Nowadays biologists are drowning in data. A single study, can include measurements of dozens of traits. Grinding up samples and running them through various machines provides us with genotypes at millions of loci, measures of gene expression across tissues, characterization of the thousands of microbes in a sample etc. Trying to interpret each variable on its own quickly becomes overwhelming — and looking at pairs of traits one at a time misses the bigger picture. So, we use multidimensional techniques to summarize how individuals differ across all traits simultaneously.

A scatterplot of European individuals' genetic data projected onto PC1 and PC2 axes from a PCA. Points are labeled with country codes and colored by country. The distribution of points in PCA space mirrors the geographical layout of Europe. For instance, Iberian populations (ES, PT) cluster together on the left; central Europeans (DE, FR, CH) cluster centrally; eastern populations (RO, UA, TR) appear on the right. An inset map of Europe shows countries color-coded to match their PCA cluster, highlighting the strong correspondence between genetic and geographic structure.

Principal Components Analysis (PCA) of genetic variation in Europe. This plot shows individuals sampled from across Europe, positioned along the first two principal components derived from genome-wide genetic data. Each point represents an individual, color-coded by country, with country codes overlaid. Strikingly, the resulting PCA plot recapitulates the geography of Europe, with spatial proximity on the map corresponding to genetic similarity. The inset shows actual country locations for reference. The work is from Novembre et al. (2008), and the image is from John’s website.

A common set of tools, known as ordination methods, summarize high-dimensional datasets into a few major axes of variation. These summaries can be incredibly informative, revealing key patterns in the data. For example, John Novembre showed that summarizing whole-genome data by its major axes of variation revealed a structure in European genetic variation that closely mirrors the geographic map of Europe. This example highlights the best of ordination methods because it:

Let’s get started with ordination!

We will work through the intuition and mechanics of how to conduct a few standard ordination techniques. Our focus will be on building a conceptual understanding and a pragmatic “know-how”, rather than a rigorous mathematical foundation. Along the way, we’ll also wrestle with practical questions. For example “What do we do about missing data?”, “Should we scale our variables?”, and “When are two variables redundant? (and why should I care?)

__________

» **PROBLEM A**: Translate this sentence from the ordination passage into Spanish: "These summaries can be incredibly informative, revealing key patterns in the data."
» **PROBLEM B**: Reproduce the ordination passage from "We will work" up to and including "should I care?)", with no changes.

» **PROVIDED INFORMATION**:

__________

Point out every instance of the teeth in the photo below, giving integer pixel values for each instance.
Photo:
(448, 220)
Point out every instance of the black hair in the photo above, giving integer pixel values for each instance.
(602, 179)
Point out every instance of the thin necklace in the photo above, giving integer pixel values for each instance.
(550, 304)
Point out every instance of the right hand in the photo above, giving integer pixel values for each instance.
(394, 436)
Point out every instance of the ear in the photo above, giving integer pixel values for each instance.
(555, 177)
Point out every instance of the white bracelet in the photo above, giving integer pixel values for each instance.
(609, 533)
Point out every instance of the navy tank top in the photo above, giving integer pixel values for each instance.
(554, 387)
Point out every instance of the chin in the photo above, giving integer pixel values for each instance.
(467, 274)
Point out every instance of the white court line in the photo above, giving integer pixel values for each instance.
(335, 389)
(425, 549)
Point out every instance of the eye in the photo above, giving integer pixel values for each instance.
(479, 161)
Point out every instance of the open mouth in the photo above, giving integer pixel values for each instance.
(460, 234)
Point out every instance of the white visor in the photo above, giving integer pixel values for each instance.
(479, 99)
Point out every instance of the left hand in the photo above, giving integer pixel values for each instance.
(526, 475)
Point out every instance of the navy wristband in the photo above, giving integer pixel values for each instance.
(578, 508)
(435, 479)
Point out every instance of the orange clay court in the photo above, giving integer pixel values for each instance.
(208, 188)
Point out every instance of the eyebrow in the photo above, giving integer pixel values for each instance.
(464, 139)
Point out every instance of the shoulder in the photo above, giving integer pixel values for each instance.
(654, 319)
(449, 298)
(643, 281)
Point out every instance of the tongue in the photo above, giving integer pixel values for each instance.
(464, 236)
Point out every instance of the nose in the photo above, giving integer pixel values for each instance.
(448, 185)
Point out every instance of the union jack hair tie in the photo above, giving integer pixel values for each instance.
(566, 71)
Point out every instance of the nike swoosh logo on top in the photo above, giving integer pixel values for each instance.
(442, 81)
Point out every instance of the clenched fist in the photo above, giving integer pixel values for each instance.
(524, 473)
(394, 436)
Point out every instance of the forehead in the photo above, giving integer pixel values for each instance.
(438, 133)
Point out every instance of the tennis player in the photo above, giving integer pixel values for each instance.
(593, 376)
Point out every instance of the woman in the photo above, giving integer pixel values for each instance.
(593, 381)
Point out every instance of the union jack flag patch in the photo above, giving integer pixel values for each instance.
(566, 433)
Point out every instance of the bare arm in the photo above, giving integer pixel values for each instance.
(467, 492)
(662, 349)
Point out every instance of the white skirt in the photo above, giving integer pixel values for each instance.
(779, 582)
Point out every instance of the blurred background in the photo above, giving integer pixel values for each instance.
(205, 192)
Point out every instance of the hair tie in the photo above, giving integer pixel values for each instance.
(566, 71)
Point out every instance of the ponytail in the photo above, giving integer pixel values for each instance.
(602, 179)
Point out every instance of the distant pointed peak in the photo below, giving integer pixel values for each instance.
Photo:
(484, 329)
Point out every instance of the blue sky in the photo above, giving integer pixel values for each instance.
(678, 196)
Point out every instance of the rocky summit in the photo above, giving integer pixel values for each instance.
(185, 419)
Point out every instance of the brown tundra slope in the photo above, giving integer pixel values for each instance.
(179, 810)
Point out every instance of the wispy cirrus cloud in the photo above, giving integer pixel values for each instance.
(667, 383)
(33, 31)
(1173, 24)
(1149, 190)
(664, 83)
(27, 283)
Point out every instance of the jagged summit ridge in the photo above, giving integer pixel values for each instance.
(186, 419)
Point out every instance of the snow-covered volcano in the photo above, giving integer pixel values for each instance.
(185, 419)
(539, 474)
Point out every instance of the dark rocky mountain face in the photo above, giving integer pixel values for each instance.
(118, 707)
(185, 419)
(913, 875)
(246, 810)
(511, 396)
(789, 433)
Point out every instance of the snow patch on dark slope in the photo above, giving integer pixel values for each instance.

__________

» **RESPONSE AREA A**: Estos resúmenes pueden ser increíblemente informativos y revelar patrones clave en los datos.

» **RESPONSE AREA B**:
We will work through the intuition and mechanics of how to conduct a few standard ordination techniques. Our focus will be on building a conceptual understanding and a pragmatic “know-how”, rather than a rigorous mathematical foundation. Along the way, we’ll also wrestle with practical questions. For example “What do we do about missing data?”, “Should we scale our variables?”, and “When are two variables redundant? (and why should I care?)